─── Input rows ───
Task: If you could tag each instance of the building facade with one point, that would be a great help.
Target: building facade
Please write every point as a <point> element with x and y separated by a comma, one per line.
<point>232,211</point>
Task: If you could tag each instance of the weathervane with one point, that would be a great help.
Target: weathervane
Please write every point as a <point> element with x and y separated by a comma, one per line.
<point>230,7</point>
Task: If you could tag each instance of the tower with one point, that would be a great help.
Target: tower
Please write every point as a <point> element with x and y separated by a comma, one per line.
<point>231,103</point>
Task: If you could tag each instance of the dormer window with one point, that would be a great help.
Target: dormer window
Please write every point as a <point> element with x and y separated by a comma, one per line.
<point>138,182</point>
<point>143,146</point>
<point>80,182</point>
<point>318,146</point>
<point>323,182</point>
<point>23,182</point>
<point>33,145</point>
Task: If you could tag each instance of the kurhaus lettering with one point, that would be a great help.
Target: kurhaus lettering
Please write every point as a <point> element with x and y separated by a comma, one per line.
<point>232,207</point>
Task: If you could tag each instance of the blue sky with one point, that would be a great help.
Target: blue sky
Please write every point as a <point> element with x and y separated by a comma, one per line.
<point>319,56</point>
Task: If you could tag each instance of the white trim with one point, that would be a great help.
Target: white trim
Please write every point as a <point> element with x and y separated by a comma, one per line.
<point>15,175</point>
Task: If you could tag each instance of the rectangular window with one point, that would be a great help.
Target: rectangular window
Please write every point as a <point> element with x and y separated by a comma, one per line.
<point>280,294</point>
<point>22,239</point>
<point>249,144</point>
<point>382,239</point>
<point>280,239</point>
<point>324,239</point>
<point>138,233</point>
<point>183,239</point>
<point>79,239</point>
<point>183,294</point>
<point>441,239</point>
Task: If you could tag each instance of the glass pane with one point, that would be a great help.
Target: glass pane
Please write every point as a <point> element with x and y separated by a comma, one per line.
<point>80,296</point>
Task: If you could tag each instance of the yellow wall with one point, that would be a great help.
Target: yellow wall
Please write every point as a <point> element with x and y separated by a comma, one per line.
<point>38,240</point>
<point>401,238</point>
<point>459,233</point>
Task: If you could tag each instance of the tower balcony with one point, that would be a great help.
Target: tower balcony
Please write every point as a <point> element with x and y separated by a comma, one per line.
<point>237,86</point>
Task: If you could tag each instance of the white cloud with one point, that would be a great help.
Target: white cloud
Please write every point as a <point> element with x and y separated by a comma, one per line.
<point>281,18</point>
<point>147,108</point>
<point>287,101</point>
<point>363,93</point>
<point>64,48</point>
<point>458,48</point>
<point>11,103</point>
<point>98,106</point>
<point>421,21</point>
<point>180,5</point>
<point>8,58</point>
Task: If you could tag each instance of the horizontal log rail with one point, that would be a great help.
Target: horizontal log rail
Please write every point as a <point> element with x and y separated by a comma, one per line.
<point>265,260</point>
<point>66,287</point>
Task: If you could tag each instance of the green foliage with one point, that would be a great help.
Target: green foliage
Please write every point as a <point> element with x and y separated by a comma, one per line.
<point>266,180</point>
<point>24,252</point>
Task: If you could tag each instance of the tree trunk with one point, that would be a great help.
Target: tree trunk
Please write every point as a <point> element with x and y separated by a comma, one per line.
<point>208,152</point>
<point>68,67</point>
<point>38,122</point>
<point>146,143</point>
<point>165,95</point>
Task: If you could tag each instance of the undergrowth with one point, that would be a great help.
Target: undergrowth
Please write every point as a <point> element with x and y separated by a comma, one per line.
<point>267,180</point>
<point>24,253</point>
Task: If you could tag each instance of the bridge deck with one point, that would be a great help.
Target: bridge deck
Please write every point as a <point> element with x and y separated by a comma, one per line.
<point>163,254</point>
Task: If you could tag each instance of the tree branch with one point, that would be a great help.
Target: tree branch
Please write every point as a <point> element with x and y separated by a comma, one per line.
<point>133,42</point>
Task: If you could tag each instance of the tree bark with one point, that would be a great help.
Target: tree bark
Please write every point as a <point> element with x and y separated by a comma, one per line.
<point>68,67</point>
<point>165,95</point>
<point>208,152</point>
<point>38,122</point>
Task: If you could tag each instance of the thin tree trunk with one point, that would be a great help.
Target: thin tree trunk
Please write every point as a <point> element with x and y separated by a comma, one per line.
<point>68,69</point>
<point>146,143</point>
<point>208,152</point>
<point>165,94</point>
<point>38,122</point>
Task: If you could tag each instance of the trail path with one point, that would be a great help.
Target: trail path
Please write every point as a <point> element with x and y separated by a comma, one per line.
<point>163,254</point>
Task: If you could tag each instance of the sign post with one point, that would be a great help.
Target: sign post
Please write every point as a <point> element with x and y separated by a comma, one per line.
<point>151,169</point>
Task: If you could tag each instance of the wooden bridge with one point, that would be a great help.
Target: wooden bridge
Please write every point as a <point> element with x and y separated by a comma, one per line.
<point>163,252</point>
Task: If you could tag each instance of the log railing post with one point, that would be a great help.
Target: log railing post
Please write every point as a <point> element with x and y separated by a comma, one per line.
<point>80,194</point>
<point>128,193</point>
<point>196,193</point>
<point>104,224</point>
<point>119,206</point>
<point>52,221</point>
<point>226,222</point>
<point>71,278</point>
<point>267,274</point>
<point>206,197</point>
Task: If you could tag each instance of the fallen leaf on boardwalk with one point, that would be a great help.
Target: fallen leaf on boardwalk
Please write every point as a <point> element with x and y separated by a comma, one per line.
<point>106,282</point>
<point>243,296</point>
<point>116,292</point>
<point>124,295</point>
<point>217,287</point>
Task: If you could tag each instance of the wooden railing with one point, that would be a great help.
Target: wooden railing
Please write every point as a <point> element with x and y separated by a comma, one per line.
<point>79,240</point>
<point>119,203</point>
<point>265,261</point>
───
**Given exercise**: Copy out the stretch of entries above that opens with the line containing "Task: If you could tag each instance of the sign" and closes with the line containing "<point>163,252</point>". Keep every line, requests included, but offset each answer point by adding 39 to both its x and y coordinates.

**Answer for the task**:
Task: If you could tag each instance of the sign post with one point, that would be a great help.
Target: sign post
Please write every point as a <point> element with x and y separated by a comma, one per line.
<point>190,208</point>
Task: If you could tag each instance of the wooden bridge with one point, that would be a great help.
Target: wooden bridge
Please write every point as a <point> element with x and y separated by a comma, one per line.
<point>202,291</point>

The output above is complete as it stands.